REQUIRED WORK: Set down exactly the lines from the one containing "find | ceiling fan downrod" through the last line of the records below, both included, and nothing else.

INPUT RECORDS:
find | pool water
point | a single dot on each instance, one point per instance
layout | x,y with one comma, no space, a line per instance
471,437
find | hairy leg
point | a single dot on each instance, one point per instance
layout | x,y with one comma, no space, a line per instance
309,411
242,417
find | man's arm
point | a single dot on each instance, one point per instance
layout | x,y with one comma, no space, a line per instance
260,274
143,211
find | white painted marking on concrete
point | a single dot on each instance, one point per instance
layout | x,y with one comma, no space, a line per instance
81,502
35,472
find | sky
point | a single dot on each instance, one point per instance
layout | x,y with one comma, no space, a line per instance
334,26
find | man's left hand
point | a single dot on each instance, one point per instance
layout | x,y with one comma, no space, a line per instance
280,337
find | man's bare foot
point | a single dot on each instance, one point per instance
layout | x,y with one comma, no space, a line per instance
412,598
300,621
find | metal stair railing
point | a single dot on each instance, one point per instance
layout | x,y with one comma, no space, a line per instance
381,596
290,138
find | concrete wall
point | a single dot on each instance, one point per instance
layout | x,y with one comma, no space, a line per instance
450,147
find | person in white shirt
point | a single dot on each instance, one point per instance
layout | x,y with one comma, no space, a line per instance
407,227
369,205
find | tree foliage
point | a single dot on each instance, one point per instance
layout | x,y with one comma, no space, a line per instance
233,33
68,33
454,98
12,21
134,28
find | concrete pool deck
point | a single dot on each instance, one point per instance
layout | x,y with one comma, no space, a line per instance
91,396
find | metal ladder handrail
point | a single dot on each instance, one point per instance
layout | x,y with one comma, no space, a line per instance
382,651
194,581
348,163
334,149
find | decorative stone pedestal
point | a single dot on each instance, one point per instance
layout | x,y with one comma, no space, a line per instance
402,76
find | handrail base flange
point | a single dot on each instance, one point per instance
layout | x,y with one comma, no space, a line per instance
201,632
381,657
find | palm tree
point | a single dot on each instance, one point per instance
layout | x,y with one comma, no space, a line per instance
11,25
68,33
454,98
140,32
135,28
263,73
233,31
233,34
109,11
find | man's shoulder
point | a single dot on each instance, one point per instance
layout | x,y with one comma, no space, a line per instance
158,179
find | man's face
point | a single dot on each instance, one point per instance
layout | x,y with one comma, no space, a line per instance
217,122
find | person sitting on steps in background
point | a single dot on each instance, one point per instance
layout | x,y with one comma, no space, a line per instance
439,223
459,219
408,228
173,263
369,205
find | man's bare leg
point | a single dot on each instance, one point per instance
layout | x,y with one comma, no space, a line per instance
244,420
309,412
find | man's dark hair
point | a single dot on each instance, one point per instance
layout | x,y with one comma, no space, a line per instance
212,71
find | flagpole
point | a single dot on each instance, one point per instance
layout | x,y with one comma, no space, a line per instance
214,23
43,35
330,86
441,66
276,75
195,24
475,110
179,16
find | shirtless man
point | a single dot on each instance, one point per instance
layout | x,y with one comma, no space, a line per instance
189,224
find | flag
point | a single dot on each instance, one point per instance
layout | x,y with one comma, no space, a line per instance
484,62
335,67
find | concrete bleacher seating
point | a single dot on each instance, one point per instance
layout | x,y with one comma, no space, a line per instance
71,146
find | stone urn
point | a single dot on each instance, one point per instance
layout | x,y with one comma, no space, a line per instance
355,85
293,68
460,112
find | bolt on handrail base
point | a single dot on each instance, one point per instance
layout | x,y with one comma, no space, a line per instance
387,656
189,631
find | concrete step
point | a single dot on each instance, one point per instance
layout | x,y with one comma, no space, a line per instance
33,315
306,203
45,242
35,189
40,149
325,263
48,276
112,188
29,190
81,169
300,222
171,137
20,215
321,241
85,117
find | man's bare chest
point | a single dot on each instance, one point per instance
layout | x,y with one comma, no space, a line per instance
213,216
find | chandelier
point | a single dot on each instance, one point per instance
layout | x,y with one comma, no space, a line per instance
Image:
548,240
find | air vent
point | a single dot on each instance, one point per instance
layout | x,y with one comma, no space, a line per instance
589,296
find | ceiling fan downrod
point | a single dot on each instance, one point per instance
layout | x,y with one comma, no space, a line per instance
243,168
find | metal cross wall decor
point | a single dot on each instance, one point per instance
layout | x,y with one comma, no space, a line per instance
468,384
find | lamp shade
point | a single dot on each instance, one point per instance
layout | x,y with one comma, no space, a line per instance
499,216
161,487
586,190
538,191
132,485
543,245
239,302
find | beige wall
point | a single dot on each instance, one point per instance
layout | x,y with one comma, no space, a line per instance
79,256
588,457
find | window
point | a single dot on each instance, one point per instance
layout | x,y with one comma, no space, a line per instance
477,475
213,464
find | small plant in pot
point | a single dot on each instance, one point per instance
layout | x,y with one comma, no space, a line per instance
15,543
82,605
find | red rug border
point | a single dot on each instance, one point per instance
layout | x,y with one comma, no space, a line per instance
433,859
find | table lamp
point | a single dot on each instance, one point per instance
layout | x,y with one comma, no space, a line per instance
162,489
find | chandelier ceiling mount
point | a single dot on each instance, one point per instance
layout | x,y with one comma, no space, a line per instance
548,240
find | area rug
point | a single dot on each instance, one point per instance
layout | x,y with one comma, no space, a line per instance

ANSWER TO THE TASK:
find | ceiling fan downrod
point | a single dot on each instance, one point per instance
layout | x,y with one comma, no space, a line per instance
243,168
find | metal cross wall decor
point | a single dot on each instance, one point per instance
layout | x,y with one comma, no space, a line per instance
468,384
find | lamp shade
point | a single dot on each instance, one point per instance
layout | x,y with one comma, no space, a line per instance
499,216
161,487
586,190
538,191
132,485
543,245
239,302
find | beige wall
point | a single dot on each instance, one point per instance
layout | x,y with one comma, no space, a line per instance
79,256
588,457
find | window
point | a single dot on each instance, one point per instance
layout | x,y with one comma, no space, a line per instance
477,475
213,464
find | small plant in pot
point | a single dot on each instance, one point per instance
layout | x,y with one comma, no space, a line per instance
15,543
82,605
find | red rug border
point | a single dot on each instance, one point per instance
layout | x,y with one comma, no space, a line per instance
433,859
find | table lamp
point | a single dot on each instance, one point per instance
layout | x,y with one comma, no space, a line per instance
162,489
find | chandelier ceiling mount
point | a single dot on each instance, one point per instance
layout | x,y with one comma, no space, a line per instance
548,240
find | area rug
point | a single dot on each instance, one point per instance
layout | x,y with one comma, no space, a line per instance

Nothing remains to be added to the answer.